**Problem to work on:**
Reproduce the stretch of the article on leadership and corporate philanthropy from "As the saying" through "to run deep.", swapping "high turnover" for "frequent staff departures".

The Role of Leadership in Corporate Philanthropy Efforts

As the saying goes, everything rises and falls on leadership. As seen in several studies, the philanthropic nature of a business owner significantly impacts a company’s culture. For leaders who tend to have a more Ebenezer Scrooge approach to generosity, negativity, high turnover, and low morale often create the bulk of a company’s culture. For those who have the pleasure of working with or for a noted philanthropist like Golden Warriors owner Mark Stevens, sense of pride, connection to the world, and job satisfaction tend to run deep.

The Ups and Downs of Corporate Giving

After the recession of 2008, corporate giving noticed a sharp decline. Many companies were trying to stay afloat and turn a profit in a bleak and stalled economy. Higher than normal unemployment rates took a toll on charitable organizations across the country. Resources were spread thin, and corporate philanthropic efforts had slowed to a trickle. As national disasters have hit over the last few years, corporate giving is on its way back up. In 2017, overall giving had an 8% increase from 2016, totally around $20.77 billion dollars. The jump in giving was encouraged by over $405 million in donated funds to help with disaster relief efforts.

**Provided material:**
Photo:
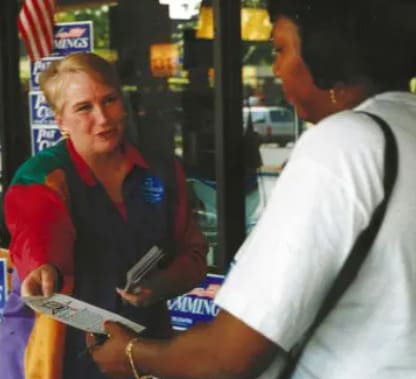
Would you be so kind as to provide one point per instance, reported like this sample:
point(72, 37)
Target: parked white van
point(273, 123)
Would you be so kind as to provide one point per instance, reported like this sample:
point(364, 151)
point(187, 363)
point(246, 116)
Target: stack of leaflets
point(88, 317)
point(142, 268)
point(77, 313)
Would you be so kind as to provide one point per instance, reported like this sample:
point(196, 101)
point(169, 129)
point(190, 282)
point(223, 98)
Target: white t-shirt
point(324, 198)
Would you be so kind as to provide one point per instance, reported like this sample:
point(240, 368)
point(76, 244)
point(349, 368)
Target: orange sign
point(164, 59)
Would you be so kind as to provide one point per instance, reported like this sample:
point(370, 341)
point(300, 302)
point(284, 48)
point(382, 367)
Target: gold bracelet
point(128, 350)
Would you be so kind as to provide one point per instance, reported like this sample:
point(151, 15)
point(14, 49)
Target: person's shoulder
point(37, 169)
point(344, 130)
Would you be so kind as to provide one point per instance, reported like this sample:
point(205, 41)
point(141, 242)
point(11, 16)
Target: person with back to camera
point(336, 59)
point(81, 214)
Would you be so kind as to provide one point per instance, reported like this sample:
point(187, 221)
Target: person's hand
point(145, 294)
point(41, 281)
point(111, 356)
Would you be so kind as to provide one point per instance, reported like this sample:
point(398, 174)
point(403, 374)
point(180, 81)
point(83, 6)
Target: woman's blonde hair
point(54, 80)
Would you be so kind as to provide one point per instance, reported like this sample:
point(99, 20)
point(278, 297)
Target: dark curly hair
point(347, 41)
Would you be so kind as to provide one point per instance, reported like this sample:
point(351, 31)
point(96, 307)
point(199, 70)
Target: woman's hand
point(111, 357)
point(41, 281)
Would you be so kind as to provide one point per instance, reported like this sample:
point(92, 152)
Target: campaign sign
point(72, 37)
point(44, 137)
point(36, 68)
point(40, 111)
point(3, 283)
point(197, 305)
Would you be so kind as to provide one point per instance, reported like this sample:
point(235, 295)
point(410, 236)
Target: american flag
point(35, 24)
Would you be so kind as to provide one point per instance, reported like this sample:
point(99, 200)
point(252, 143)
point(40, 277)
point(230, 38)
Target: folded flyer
point(77, 313)
point(142, 267)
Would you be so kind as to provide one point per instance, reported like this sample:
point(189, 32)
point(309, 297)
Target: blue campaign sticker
point(153, 189)
point(72, 37)
point(197, 305)
point(3, 284)
point(36, 68)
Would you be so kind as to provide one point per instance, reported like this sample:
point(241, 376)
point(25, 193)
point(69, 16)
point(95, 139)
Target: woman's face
point(92, 114)
point(311, 102)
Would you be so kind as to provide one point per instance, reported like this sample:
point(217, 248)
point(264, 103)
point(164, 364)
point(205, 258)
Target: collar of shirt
point(133, 156)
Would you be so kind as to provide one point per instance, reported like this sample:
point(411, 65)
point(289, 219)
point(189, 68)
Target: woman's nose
point(100, 114)
point(276, 67)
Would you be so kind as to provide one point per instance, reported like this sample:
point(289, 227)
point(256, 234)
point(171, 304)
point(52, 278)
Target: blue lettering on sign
point(3, 284)
point(72, 37)
point(40, 111)
point(35, 70)
point(197, 305)
point(44, 137)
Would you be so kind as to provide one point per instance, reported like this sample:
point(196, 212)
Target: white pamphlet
point(77, 313)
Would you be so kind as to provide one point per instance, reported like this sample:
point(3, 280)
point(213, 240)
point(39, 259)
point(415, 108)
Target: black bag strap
point(360, 249)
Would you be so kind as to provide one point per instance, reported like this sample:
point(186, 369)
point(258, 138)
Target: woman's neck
point(99, 163)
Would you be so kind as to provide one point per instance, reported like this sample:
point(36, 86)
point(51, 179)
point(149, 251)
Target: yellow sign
point(164, 59)
point(255, 24)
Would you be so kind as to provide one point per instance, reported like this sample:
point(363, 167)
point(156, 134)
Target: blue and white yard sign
point(3, 284)
point(72, 37)
point(44, 137)
point(69, 37)
point(197, 305)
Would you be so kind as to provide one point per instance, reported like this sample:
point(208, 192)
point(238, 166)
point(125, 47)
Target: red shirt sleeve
point(40, 227)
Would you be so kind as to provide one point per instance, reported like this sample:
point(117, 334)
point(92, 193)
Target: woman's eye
point(110, 99)
point(276, 51)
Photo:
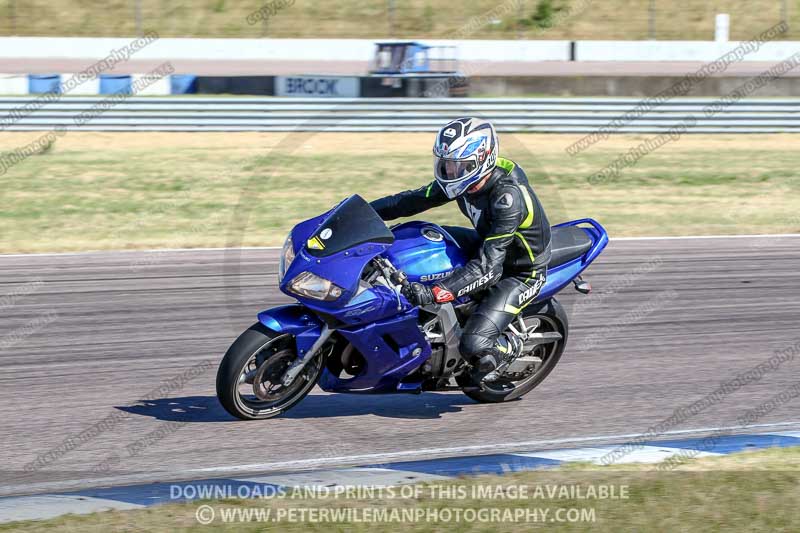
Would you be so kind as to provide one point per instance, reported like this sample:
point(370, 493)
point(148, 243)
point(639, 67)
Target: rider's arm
point(410, 203)
point(508, 211)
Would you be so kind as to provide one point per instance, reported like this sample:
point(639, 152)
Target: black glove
point(418, 294)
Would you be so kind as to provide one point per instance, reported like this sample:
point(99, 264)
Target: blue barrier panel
point(44, 83)
point(110, 84)
point(183, 84)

**Completed task:**
As the saying goes, everything rises and falls on leadership. As seen in several studies, the philanthropic nature of a business owner significantly impacts a company’s culture. For leaders who tend to have a more Ebenezer Scrooge approach to generosity, negativity, frequent staff departures, and low morale often create the bulk of a company’s culture. For those who have the pleasure of working with or for a noted philanthropist like Golden Warriors owner Mark Stevens, sense of pride, connection to the world, and job satisfaction tend to run deep.